EXERCISE PASSAGE:
++++++++++++++++++++
About 650,000 Oregonians have no health insurance. Three million
other Oregonians have access to health insurance, but at a greater
and greater cost, to someone — employers, government, or themselves
— every year.
What did Oregon lawmakers do this year about this institutional
crisis? More than the U.S. Congress, which is where the national
problem could be solved. But less than they could have.
Many health system reform proposals backed by Oregon labor organizations
fell victim to opposition from the hospital, insurance and pharmaceutical
industries.
“The profiteers in the health care industry have a hammer
lock on the whole system,” said Arthur Towers, political director
of Service Employees International Union (SEIU) Local 503. “So
it feels like a huge victory even when we take a medium-sized step.”
On health care at least, medium-sized steps were what labor was
able to achieve this year in Salem.
The most comprehensive was Senate Bill 329, a bill closely tracked
by the labor-backed health-care-voter group Oregonians for Health
Security that was signed into law June 28. If it fulfills the hopes
of its authors, Senators Ben Westlund and Alan Bates, all Oregonians
will be insured in a few years time.
SB 329, the product of a year’s work by a Senate task force,
sets up a health insurance purchasing pool that any individual or
group in Oregon can join and that uninsured individuals would have
to join or face a tax penalty. The idea is to get a better rate
from insurance companies by combining hundreds of thousands or millions
of Oregonians into one giant purchaser. The insurance product they
purchase would be closely regulated to guarantee certain minimum
benefits, including preventive care, which would be fully covered
with no co-pay or deductible.
Employers and labor-management health trusts could still offer their
current insurance, or they could join the pool and pay the premiums
for employees. Bates, the bill’s co-sponsor, says he thinks
it will cost around $350 a month per person, but most of those who
are currently uninsured will pay only part of that. The program
would stretch federal Medicaid dollars so that everyone earning
up to four times the federal poverty line would get some subsidy.
The bill passed handily in the House and Senate, with just 13 “no”
votes among the two chambers’ 90 members. If it’s supposed
to save money by cutting into insurance company profit margins,
why didn’t the insurance industry oppose it? Because, Bates
explains, they’ll make up for it in volume — right now
the uninsured are a lost market opportunity.
++++++++++++++++++++
INSTRUCTIONS:
(a) Do these three statements agree with the health insurance article? Answer yes or no for each, and quote the article's exact words that decide it.
(i) Senate Bill 329 was signed into law on June 28.
(ii) Under SB 329, uninsured individuals could stay out of the purchasing pool without any penalty.
(iii) The insurance product bought through the pool would require a co-pay for preventive care.
(b) Could you write out the part of the health insurance article from "Many health system" up to and including "industries."?
++++++++++++++++++++
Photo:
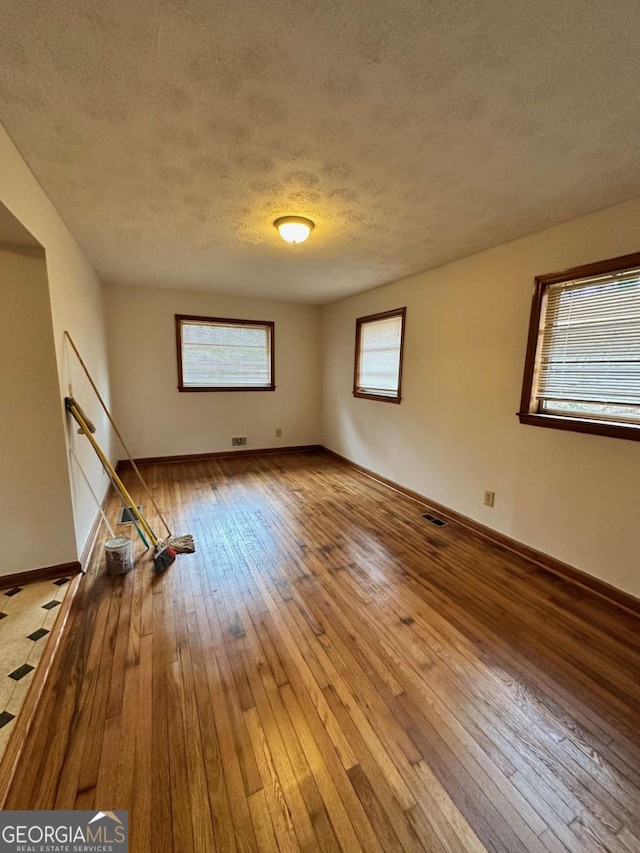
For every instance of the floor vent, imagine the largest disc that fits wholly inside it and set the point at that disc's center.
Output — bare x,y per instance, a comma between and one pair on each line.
126,515
437,521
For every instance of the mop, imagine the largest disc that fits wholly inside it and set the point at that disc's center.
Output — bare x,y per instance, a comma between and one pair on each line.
163,554
180,544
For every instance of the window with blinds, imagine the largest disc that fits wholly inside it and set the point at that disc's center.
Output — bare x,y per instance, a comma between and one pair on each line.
587,349
224,355
378,361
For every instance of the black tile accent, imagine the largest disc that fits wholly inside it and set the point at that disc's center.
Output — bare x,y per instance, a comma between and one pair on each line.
6,717
38,635
13,591
21,671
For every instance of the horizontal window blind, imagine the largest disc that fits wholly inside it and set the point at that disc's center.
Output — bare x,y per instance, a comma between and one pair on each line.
379,367
589,356
223,355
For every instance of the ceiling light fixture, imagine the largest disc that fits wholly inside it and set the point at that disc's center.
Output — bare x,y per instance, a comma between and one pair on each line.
294,229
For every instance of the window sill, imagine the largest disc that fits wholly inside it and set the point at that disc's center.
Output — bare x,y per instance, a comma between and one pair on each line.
593,427
379,397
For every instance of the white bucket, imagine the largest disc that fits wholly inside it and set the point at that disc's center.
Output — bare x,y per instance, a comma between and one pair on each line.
119,555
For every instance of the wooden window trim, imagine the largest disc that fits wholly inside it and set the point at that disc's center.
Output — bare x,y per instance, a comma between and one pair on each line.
229,322
584,425
384,315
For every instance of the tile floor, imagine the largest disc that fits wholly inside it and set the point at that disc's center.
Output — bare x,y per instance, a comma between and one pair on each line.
27,615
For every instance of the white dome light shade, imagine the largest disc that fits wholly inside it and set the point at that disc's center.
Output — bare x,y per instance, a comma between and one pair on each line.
294,229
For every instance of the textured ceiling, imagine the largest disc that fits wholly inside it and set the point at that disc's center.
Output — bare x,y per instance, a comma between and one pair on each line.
171,134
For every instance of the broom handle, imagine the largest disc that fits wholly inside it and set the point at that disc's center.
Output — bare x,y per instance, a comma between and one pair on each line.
117,432
111,472
95,497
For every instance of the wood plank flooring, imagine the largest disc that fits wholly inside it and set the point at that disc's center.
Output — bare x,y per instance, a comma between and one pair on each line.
331,672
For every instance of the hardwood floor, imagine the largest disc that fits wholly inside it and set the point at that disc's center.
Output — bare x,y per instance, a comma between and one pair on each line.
332,672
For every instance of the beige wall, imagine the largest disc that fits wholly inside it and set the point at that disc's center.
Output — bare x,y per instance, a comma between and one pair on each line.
573,496
36,522
157,420
76,302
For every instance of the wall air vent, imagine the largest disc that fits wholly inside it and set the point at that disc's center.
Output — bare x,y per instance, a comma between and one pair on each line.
126,515
437,521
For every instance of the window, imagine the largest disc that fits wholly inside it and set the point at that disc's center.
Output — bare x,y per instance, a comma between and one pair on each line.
224,355
582,370
378,364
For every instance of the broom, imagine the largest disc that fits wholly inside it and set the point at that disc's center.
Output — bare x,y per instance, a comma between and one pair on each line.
163,554
180,544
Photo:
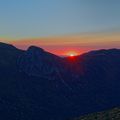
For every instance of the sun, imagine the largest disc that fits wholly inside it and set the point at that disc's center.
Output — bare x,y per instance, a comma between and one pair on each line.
72,54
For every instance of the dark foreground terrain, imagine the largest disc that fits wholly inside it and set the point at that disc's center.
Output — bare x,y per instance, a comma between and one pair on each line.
37,85
113,114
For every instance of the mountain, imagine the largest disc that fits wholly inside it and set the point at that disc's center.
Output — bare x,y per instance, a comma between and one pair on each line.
35,84
113,114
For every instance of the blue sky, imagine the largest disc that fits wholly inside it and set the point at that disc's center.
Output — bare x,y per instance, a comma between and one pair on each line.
38,18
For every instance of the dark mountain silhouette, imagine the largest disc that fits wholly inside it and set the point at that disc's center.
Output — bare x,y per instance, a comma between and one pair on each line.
112,114
35,84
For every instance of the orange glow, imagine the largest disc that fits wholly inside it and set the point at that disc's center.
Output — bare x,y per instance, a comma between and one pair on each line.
71,53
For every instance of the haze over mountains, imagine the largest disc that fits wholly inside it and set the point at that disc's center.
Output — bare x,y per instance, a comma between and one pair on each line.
35,84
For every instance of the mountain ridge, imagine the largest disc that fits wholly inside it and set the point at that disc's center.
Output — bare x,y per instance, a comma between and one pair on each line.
35,84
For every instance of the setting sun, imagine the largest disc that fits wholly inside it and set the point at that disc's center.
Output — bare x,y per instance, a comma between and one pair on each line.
72,54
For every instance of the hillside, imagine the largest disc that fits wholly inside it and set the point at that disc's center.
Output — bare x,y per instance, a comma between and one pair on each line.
35,84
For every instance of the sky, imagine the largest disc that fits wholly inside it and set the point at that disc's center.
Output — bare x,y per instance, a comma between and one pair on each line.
60,26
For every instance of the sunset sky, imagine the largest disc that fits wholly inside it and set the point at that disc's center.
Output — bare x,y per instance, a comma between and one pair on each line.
61,26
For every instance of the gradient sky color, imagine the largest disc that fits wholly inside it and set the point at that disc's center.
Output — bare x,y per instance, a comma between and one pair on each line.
40,21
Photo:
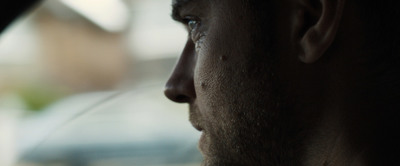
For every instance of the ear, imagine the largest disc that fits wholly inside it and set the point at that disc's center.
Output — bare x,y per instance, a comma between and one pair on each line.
315,28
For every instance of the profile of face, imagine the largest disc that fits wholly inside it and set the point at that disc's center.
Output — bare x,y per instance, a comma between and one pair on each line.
228,74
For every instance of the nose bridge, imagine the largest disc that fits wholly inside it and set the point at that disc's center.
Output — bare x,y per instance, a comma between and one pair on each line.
180,86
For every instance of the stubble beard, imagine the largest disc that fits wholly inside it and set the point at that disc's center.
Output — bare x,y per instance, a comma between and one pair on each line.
254,124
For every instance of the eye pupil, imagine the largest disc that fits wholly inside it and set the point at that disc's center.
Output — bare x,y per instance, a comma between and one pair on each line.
192,24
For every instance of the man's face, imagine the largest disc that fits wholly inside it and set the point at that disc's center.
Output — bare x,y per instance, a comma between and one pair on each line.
227,75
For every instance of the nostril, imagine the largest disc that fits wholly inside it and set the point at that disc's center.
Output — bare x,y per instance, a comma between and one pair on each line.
181,99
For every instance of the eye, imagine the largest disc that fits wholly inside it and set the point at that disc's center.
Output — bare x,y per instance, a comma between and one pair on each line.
192,24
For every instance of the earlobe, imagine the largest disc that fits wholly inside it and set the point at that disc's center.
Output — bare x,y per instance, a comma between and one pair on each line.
315,37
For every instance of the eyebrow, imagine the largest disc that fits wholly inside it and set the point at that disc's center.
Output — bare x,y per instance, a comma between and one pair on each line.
177,7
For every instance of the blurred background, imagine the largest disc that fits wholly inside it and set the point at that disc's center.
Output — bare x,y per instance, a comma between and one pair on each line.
81,84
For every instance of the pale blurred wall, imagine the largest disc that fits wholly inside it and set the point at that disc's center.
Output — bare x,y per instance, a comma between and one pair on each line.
79,54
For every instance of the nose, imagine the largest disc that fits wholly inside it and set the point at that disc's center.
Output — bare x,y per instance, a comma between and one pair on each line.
180,86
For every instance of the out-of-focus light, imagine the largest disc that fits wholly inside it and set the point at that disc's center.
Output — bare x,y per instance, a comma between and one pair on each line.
111,15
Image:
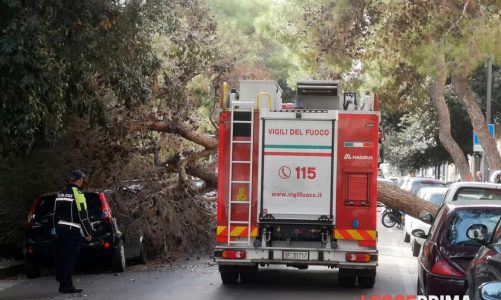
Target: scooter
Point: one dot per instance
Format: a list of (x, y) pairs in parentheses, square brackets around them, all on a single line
[(391, 217)]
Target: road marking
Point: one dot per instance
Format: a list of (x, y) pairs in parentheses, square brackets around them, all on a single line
[(5, 285)]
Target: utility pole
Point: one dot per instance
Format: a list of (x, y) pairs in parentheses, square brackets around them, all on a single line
[(483, 165)]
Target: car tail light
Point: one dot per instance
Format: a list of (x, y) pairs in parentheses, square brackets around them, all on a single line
[(234, 254), (105, 207), (442, 267), (358, 257), (29, 221)]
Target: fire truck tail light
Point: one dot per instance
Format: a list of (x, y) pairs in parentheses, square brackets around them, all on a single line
[(234, 254), (358, 257)]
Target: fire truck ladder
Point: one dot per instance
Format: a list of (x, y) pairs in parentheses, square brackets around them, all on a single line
[(241, 107)]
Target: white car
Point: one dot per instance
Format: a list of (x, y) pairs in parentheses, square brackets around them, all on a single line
[(473, 191), (432, 194)]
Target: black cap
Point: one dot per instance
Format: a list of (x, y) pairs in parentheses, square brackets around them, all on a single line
[(76, 175)]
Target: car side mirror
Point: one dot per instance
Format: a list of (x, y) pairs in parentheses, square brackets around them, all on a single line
[(426, 217), (490, 290), (419, 233), (477, 232)]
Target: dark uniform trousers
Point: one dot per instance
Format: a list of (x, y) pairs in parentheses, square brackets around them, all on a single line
[(68, 248)]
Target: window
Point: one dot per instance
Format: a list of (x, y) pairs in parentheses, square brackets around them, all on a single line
[(476, 193), (467, 217), (437, 199)]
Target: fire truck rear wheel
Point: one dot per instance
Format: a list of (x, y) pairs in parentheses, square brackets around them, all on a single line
[(346, 278), (229, 274), (248, 274), (407, 237), (366, 282)]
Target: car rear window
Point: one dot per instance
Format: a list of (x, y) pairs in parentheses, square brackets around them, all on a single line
[(476, 193), (93, 205), (467, 217), (45, 208), (417, 185), (437, 199)]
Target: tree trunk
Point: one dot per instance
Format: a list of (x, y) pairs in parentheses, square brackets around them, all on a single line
[(437, 91), (460, 84), (406, 202)]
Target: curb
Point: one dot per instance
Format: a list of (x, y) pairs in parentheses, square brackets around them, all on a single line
[(12, 270)]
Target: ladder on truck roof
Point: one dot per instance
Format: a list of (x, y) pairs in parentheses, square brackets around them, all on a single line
[(243, 107)]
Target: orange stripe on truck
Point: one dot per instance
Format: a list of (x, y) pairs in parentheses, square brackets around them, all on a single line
[(355, 234)]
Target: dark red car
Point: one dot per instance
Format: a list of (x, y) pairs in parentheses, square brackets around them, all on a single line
[(447, 252), (486, 266)]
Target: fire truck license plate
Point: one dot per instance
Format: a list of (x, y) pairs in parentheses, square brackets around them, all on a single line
[(296, 255)]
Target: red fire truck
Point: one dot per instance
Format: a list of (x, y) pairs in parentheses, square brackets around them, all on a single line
[(297, 186)]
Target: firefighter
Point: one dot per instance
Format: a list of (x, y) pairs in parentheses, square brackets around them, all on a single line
[(71, 221)]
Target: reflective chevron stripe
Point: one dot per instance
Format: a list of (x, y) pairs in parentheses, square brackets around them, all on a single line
[(355, 234)]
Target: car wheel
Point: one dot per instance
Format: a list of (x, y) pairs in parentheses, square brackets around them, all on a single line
[(118, 257), (407, 237), (32, 269), (415, 248), (229, 275), (366, 282)]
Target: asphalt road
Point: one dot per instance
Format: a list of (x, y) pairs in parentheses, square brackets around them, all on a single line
[(198, 280)]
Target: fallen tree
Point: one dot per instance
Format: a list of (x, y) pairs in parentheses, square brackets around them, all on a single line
[(404, 201)]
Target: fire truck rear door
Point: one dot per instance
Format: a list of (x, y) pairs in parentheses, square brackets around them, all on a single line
[(297, 165)]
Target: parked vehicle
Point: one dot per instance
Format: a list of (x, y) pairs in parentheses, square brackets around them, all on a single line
[(470, 190), (490, 291), (107, 240), (431, 194), (447, 251), (486, 266), (391, 217), (413, 185)]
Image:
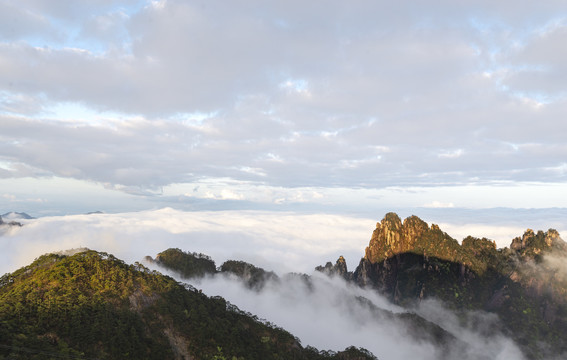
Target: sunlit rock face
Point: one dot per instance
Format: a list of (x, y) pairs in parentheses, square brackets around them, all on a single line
[(525, 284)]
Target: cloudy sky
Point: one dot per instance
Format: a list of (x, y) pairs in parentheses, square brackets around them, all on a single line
[(322, 106)]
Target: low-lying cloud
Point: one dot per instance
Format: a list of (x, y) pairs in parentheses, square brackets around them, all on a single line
[(326, 315)]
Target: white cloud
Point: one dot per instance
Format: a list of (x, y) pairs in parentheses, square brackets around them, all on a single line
[(288, 91)]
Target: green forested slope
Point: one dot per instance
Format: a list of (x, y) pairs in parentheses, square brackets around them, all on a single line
[(92, 305)]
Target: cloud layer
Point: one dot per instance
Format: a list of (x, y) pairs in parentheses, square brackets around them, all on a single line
[(137, 94)]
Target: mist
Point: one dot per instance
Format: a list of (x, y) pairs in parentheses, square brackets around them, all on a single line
[(326, 315)]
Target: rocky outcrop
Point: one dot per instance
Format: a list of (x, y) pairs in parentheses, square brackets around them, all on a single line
[(392, 237), (525, 285)]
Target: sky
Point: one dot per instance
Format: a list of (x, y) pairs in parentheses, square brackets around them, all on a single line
[(432, 107)]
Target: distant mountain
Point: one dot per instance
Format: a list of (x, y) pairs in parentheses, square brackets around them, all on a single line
[(92, 305), (525, 285), (16, 216)]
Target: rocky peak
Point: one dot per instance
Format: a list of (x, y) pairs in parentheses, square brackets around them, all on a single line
[(392, 236), (532, 243)]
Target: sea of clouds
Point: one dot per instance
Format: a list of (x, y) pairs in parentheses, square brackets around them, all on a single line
[(325, 316)]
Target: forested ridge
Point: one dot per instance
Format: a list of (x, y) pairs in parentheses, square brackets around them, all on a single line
[(92, 305)]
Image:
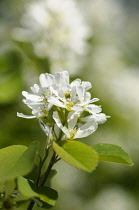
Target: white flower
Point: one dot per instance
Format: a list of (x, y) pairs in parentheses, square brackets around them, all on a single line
[(72, 131), (57, 30), (38, 101), (73, 96)]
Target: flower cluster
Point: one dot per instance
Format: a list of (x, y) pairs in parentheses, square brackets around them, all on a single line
[(64, 106)]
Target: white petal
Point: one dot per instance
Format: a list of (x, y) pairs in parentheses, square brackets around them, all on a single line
[(86, 85), (87, 96), (57, 119), (43, 80), (25, 116), (94, 100), (92, 108), (72, 119), (99, 118), (75, 83), (44, 127), (62, 78), (80, 92), (55, 101), (86, 129), (77, 108), (73, 93), (35, 89)]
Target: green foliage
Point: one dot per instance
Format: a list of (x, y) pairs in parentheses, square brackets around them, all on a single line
[(112, 153), (45, 194), (77, 154), (16, 160)]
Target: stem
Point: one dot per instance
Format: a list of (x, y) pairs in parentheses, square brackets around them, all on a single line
[(52, 161)]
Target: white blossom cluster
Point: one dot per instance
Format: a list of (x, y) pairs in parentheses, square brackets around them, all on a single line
[(57, 30), (63, 105)]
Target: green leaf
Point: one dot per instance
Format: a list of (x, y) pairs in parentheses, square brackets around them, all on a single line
[(77, 154), (50, 193), (16, 160), (112, 153), (45, 194)]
++++++++++++++++++++
SOLUTIONS TO EACH TASK:
(a)
(i) Yes: "signed into law June 28"
(ii) No: "uninsured individuals would have to join or face a tax penalty"
(iii) No: "preventive care, which would be fully covered with no co-pay or deductible"

(b)
Many health system reform proposals backed by Oregon labor organizations
fell victim to opposition from the hospital, insurance and pharmaceutical
industries.